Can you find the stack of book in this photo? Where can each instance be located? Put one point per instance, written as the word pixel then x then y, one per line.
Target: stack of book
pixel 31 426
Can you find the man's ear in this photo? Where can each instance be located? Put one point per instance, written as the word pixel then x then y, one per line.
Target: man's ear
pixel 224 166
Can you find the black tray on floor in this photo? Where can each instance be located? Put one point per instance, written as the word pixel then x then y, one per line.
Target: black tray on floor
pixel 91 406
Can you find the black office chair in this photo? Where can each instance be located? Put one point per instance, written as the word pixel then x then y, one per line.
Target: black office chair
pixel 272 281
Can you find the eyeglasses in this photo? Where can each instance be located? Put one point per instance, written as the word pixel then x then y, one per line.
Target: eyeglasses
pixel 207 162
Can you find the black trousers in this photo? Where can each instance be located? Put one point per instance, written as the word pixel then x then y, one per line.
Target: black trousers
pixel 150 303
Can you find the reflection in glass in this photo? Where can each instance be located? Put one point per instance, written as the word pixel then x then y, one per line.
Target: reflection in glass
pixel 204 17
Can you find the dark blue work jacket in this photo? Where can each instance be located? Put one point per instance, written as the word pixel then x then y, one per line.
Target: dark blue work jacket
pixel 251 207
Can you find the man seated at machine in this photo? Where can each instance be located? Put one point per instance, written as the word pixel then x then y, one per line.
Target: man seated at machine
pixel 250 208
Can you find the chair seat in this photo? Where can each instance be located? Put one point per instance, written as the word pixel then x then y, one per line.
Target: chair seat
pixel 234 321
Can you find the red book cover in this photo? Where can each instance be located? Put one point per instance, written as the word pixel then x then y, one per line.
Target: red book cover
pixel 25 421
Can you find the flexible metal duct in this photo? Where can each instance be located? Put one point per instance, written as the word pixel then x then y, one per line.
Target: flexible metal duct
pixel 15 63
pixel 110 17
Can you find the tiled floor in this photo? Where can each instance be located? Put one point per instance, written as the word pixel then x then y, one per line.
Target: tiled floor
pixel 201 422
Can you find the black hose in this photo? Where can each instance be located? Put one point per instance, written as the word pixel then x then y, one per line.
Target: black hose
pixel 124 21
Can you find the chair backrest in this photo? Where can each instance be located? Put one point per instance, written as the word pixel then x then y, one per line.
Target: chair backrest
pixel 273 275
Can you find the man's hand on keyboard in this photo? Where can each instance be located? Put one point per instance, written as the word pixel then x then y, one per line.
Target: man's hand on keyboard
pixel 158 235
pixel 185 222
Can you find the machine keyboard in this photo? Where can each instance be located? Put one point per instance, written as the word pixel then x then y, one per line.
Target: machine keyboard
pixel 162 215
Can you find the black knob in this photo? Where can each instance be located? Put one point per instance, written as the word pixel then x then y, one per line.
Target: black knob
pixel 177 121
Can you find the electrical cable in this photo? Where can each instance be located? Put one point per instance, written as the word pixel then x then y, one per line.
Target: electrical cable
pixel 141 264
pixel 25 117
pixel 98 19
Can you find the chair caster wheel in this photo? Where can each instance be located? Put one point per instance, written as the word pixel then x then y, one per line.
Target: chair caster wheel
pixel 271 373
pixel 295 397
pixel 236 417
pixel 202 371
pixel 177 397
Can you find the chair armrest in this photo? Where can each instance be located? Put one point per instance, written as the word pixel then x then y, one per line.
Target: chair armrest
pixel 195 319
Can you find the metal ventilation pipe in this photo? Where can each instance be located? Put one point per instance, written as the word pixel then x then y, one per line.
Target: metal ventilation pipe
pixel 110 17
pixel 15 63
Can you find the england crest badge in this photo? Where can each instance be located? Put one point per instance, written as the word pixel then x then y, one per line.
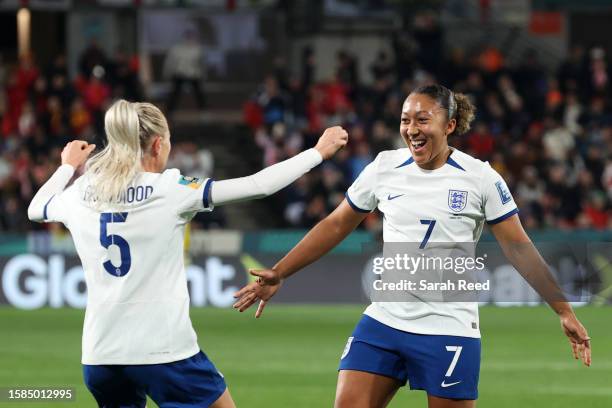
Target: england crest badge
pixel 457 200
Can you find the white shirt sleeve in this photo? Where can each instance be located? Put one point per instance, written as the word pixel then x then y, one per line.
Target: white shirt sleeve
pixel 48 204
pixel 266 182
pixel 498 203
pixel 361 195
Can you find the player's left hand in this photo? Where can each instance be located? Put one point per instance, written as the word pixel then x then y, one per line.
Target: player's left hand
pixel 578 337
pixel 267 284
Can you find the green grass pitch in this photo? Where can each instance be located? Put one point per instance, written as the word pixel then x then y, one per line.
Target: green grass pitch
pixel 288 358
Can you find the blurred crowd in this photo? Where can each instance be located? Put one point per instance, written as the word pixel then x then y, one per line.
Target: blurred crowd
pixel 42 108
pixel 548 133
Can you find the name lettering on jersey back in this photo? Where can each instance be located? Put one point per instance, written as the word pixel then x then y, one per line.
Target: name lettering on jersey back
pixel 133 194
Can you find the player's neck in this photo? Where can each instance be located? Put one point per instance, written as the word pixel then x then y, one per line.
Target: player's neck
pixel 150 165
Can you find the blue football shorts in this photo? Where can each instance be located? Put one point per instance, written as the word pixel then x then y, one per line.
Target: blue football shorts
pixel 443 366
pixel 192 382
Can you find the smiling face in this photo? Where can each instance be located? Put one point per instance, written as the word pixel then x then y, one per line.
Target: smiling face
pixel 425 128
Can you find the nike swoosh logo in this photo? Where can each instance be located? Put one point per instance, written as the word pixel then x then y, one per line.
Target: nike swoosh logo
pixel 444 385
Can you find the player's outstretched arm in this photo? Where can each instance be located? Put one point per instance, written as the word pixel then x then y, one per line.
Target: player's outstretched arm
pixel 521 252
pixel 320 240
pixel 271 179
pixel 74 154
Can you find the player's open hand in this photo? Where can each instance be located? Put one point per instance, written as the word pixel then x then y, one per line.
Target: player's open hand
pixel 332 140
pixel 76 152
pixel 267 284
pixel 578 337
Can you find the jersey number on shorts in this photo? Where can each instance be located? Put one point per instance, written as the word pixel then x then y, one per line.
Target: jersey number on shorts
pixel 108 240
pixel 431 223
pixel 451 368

------------------------------------------------

§ Activity
What you return should match the entries word for word, pictures aside.

§ Response
Can you find the stack of book in this photo? Where can each instance be located? Put one point per instance, written as the word pixel then x then y, one per line.
Target: stack of book
pixel 31 426
Can you find the man's ear in this photo? Where can each instance be located? Put one point per instance, written as the word pixel then x then y, one per line.
Target: man's ear
pixel 224 166
Can you find the black tray on floor in this photo? Where can each instance be located? Put one point per instance, written as the word pixel then x then y, one per line.
Target: black tray on floor
pixel 91 406
Can you find the black office chair in this photo? Where can each instance be located? Put one point per instance, written as the word pixel then x then y, one per line.
Target: black office chair
pixel 272 281
Can you find the eyeglasses in this photo? Where can each instance be located? Put one point per instance, written as the word pixel then x then y, one per line.
Target: eyeglasses
pixel 207 162
Can you find the black trousers in this photo? Where can each instance be located? Put one point per instance, written as the word pixel then x then y, one per line.
Target: black trousers
pixel 150 303
Can you find the reflection in glass in this photo? Where can each instance be located? Put one point per instance, written as the word pixel then x then y, one per line.
Target: reflection in glass
pixel 204 17
Can you find the dark blue work jacket in this photo? Where can each instance be located? Put one point per instance, written as the word pixel then x then y, one per line.
Target: dark blue work jacket
pixel 251 207
Can you find the man seated at machine in this photo? Where can each instance be located? Put one point per instance, written as the word pixel then x then y, one per line.
Target: man seated at machine
pixel 250 208
Can you find the chair seat in this photo? Where can each instance be located? Put one point per instance, written as the word pixel then x then y, one per line.
Target: chair seat
pixel 234 321
Can you find the red book cover in this photo? Where can each instance be located? Put one point per instance, written as the word pixel then x then y, one per line.
Target: red book cover
pixel 25 421
Can you find the flexible metal duct in this photo? Where can each instance be located? Put one point per instance, written as the word pixel then x then y, one per line.
Target: flexible metal duct
pixel 15 63
pixel 110 17
Can you find the tiled floor in this photo? Where can each instance be located? Put one point per instance, written as the word pixel then x then y, one per line.
Target: tiled floor
pixel 201 422
Can you find the black hose in this photo? Where can each instance be located? Put one point per instance, written as the word pixel then x then y, one per line.
Target: black hose
pixel 124 21
Can you find the chair backrest in this photo? Where can each instance be located? Put one point per instance, written as the word pixel then x then y, one per line.
Target: chair backrest
pixel 273 275
Can you find the man's hand on keyboard in this photo? Where can each instance be located? Put one point per instance, written as the word pixel then x then y, one per line.
Target: man's hand on keyboard
pixel 158 235
pixel 185 222
Can you find the machine keyboard in this photo? Where can each instance be located? Put one point per instance, written as the word pixel then x then y, one per line.
Target: machine keyboard
pixel 162 215
Can you find the black knob in this photo? Where can each instance be located? Put one point per instance, written as the word pixel then x then y, one per line.
Target: black knob
pixel 177 121
Can you find the electrical cable in this photo? Where can each instance be located? Put one point per instance, written as the word pixel then x then y, one per line.
Target: electrical cable
pixel 141 264
pixel 25 117
pixel 98 19
Can you find the chair caster wheel in this photo? Where can each instance be located? Put one point per instance, written as the word pixel then x then y, one per line.
Target: chair caster wheel
pixel 271 373
pixel 295 397
pixel 236 417
pixel 202 371
pixel 177 397
Can you find the chair armrest in this photo? Where can each instance be located? Put one point per instance, written as the word pixel then x then y, one per line.
Target: chair armrest
pixel 195 319
Can you find the metal ventilation pipe in this photo? Where can each instance be located? Put one point per instance, written as the word pixel then x then y, one per line.
Target: metal ventilation pipe
pixel 110 17
pixel 15 63
Can you find the england crest badge in this photo? Where can each instance be located? Put one point per instance, written as the word pixel then x then y, one per line.
Target: england crest badge
pixel 457 200
Can you find the white shirt sleeve in this photo? Where can each instance be located? Put one point per instance, written as the word pixel then x then y, one per line.
Target: white shirt sleeve
pixel 48 204
pixel 266 182
pixel 498 203
pixel 361 195
Can you find the player's left hand in this photo? Where can each instance be located? Put one point per instance, written as the word pixel then x then y, one per line.
Target: player's left hand
pixel 578 337
pixel 267 284
Can you find the green grass pitch in this photo? Where can each instance be located? Put one point per instance, written as the word pixel then x then y, one per line.
Target: green grass pitch
pixel 288 358
Can you find the blurred crowd in this photo? Where can each instance be located? Put one point per instance, written as the word pixel then x then y, one per line.
Target: blurred crowd
pixel 42 108
pixel 548 133
Can you find the name lettering on jersey back in this photo? Where can each instance be located? Put one point per instance, written as the word pixel then x then y, one per line.
Target: name lettering on jersey back
pixel 133 194
Can you find the player's neck in this photo? Where can each instance be located? Put one point per instance, written as the word pixel then x then y, one per line.
Target: player's neck
pixel 150 165
Can you find the blue football shorts in this photo? Where can each instance be located? Put one point per instance, written as the word pixel then x then y, one per line.
Target: blue football shorts
pixel 443 366
pixel 192 382
Can you find the smiling face in this photo? Where can each instance be located? Put one point per instance, written as the word pixel then x then y, one per line.
Target: smiling face
pixel 425 128
Can you find the nike swoosh logo in this photo? Where can each instance be located? Put one point per instance, written as the word pixel then x then y, one per line.
Target: nike swoosh logo
pixel 444 385
Can you find the player's outstretched arm in this photo? Where can each instance be located? Put one point per instance, written as the word pixel then x then y, one per line.
Target: player's outstretched arm
pixel 521 252
pixel 320 240
pixel 271 179
pixel 74 154
Can you find the player's open hand in this photo? Where can each instance be located? Put one point per instance, written as the word pixel then x then y, one per line.
Target: player's open hand
pixel 332 140
pixel 76 152
pixel 267 284
pixel 578 337
Can you find the jersey number on shorts in this photo? Where can each instance be located? Put one point per instance, written as the word pixel then x then y, one per line.
Target: jersey number on shorts
pixel 108 240
pixel 431 223
pixel 451 368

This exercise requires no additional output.